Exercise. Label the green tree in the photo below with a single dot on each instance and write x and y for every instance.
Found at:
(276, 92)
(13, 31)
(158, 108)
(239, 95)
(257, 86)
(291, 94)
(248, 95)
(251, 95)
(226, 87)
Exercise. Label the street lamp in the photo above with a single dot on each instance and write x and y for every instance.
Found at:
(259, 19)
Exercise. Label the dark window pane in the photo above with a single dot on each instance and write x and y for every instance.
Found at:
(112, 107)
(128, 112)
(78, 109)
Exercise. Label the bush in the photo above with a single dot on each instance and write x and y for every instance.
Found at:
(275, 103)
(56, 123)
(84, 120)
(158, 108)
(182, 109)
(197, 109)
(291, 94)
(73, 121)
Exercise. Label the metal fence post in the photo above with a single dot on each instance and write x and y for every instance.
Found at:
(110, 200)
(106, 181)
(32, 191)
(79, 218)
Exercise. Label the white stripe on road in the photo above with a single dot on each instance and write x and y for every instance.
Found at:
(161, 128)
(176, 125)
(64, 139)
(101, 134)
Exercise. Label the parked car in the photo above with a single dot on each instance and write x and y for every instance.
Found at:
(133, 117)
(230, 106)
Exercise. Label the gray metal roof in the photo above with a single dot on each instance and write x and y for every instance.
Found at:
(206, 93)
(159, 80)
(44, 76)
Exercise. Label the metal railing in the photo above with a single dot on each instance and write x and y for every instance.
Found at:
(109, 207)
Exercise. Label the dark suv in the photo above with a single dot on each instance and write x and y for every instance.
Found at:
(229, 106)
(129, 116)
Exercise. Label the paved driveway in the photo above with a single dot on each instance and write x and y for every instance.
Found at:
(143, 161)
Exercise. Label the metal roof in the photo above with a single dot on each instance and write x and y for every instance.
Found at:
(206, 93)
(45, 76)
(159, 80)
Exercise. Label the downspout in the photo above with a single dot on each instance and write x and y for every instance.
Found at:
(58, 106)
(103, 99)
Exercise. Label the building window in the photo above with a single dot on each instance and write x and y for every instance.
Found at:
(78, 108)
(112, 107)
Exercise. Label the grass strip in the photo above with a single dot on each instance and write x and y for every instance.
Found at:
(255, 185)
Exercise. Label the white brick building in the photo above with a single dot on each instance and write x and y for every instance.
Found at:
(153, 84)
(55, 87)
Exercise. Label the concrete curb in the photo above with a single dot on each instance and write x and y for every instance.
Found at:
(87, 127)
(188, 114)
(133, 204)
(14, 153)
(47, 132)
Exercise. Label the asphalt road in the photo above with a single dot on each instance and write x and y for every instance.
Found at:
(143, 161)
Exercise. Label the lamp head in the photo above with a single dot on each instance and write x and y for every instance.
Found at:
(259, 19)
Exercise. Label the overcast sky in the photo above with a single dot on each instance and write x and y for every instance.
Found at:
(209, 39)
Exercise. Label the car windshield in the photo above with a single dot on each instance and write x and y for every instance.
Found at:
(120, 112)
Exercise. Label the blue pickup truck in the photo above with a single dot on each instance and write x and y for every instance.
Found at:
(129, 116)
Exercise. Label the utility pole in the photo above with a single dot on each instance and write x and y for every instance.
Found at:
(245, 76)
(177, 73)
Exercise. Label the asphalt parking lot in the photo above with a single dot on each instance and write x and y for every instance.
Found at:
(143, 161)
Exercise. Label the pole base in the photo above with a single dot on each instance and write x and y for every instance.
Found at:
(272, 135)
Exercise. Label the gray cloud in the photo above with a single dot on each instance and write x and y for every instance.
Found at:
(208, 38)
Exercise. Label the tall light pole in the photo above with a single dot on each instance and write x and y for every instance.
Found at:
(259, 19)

--- --- ---

## Prompt:
Every line containing the string "dark" is required; copy each such line from the data.

## Task output:
Exercise. Label the dark window pane in the photo above with a single dot on each instance and write x and y for every instance.
Exercise. Label the dark suv in the photo above with a single dot on each instance and write x and y for every instance.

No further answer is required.